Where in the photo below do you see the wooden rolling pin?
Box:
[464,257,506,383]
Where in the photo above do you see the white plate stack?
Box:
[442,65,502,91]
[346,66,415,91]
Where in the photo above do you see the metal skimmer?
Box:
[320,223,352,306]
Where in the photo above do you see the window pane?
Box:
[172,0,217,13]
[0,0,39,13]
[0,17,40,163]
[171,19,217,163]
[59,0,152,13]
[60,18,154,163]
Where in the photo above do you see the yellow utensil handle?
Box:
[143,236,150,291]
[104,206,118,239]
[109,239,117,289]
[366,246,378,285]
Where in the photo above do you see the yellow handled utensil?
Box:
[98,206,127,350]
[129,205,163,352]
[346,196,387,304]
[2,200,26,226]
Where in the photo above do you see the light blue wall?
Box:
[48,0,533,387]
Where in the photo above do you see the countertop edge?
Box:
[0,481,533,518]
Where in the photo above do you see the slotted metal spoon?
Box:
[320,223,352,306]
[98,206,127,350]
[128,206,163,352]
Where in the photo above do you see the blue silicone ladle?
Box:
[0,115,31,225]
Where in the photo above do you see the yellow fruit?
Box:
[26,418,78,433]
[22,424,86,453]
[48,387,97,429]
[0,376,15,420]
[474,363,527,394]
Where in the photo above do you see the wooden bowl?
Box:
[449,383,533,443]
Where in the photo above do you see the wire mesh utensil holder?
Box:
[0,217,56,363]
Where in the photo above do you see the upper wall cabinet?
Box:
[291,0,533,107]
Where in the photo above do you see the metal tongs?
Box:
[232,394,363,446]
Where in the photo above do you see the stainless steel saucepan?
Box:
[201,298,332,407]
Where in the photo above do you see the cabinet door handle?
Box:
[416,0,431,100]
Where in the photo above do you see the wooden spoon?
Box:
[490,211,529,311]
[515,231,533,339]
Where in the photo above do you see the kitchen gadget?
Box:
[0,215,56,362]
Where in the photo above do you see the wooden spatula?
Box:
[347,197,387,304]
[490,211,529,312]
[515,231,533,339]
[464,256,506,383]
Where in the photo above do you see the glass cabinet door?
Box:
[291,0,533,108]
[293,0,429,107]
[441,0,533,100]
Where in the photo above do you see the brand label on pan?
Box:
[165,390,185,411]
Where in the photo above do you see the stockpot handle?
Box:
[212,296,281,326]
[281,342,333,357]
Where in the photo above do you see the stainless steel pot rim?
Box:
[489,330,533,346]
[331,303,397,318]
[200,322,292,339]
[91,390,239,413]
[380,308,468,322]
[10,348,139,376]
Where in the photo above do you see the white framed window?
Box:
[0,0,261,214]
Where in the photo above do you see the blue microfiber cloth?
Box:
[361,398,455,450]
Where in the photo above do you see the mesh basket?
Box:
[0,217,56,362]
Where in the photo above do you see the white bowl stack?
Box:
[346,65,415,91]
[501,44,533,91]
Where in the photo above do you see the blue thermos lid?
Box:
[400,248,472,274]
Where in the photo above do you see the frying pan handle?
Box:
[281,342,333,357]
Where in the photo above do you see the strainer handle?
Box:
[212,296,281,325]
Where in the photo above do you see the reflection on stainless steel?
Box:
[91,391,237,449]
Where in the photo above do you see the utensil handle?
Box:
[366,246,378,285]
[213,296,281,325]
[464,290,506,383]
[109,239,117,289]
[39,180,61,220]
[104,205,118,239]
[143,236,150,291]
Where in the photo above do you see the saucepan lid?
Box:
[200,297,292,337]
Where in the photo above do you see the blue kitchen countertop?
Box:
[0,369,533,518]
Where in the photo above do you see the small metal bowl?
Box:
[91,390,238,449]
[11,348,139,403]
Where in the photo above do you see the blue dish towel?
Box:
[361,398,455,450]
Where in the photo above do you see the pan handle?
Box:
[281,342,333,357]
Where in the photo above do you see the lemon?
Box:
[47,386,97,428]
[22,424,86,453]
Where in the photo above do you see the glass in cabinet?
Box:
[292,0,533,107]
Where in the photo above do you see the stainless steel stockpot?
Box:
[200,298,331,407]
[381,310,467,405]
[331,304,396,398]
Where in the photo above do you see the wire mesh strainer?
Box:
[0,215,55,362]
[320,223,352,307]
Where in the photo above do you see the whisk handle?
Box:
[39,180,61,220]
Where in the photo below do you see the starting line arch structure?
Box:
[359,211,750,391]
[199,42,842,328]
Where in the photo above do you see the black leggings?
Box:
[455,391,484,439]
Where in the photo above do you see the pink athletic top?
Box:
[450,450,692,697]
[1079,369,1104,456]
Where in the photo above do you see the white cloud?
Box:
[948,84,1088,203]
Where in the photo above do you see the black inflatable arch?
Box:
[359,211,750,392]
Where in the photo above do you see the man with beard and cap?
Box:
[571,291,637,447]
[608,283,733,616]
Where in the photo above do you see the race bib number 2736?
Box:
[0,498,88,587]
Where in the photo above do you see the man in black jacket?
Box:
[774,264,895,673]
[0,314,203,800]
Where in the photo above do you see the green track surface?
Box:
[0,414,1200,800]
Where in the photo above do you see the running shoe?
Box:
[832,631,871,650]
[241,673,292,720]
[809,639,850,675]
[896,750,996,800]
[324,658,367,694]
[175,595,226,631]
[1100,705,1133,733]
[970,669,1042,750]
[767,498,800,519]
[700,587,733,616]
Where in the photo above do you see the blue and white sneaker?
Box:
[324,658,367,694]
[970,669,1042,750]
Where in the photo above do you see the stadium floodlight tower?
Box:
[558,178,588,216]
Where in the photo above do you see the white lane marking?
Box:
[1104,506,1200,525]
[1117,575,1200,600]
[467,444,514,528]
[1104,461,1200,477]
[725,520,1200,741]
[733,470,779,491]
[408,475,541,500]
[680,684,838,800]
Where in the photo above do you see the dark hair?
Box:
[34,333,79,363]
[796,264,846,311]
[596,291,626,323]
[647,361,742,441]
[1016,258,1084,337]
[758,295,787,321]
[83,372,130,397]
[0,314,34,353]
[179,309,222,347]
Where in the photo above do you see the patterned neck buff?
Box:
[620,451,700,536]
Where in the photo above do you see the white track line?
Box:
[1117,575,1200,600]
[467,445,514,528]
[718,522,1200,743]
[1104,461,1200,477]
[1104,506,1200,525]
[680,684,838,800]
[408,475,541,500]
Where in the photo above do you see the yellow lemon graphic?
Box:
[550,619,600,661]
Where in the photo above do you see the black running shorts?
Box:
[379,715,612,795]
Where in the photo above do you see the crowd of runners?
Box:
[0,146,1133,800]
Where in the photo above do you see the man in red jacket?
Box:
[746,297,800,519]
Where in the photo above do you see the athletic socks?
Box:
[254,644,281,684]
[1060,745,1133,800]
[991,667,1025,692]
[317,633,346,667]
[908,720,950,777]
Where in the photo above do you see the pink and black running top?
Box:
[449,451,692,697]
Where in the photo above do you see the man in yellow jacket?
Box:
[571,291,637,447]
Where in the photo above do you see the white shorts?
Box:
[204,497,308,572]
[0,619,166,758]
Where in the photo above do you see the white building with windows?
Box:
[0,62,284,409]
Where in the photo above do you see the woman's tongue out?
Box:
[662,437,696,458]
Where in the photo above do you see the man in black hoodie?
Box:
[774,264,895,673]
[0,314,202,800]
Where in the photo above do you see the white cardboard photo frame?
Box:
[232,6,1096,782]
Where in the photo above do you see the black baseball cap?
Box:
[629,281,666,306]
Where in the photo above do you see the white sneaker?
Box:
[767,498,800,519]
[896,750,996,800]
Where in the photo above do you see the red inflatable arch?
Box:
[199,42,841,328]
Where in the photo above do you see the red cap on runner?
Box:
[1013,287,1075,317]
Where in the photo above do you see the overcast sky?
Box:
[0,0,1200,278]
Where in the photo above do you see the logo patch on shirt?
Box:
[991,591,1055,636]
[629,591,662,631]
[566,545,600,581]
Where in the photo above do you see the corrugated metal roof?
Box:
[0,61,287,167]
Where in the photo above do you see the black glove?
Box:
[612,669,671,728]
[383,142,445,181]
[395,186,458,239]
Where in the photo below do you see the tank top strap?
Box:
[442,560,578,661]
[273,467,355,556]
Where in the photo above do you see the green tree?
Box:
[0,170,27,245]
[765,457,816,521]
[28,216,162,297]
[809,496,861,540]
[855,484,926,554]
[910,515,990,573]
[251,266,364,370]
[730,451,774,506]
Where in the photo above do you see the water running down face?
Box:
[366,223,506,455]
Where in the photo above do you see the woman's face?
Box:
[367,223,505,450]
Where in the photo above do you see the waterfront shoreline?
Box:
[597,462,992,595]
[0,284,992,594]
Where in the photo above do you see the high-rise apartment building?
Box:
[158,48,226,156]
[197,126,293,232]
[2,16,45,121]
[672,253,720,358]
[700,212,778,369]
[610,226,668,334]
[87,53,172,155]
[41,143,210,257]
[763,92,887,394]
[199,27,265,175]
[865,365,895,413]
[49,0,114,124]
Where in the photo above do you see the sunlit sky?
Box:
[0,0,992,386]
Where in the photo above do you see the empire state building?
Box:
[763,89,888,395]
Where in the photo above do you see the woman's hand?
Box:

**What the task asks:** Reproduce verbatim the records beginning with the line that contains "Where in the photo above do you see the yellow handled" and continuing through the line that contains "[474,363,527,394]", with both of those lines included.

**Answer:**
Where in the photo above do you see the yellow handled utensil?
Box:
[98,206,127,350]
[129,205,163,352]
[346,196,387,304]
[2,200,26,226]
Where in the photo above do you see the light blue wall?
Box:
[48,0,533,387]
Where in the photo above do you see the countertop edge?
Box:
[0,481,533,518]
Where in the photo above do you see the slotted metal spoon?
Box:
[320,223,352,306]
[98,206,127,350]
[128,206,163,352]
Where in the photo above do you see the blue silicone ladle?
Box:
[0,115,31,225]
Where in the photo above do you see the yellow fruit?
Box:
[26,418,78,433]
[22,424,86,453]
[48,387,97,429]
[0,376,15,420]
[474,363,527,394]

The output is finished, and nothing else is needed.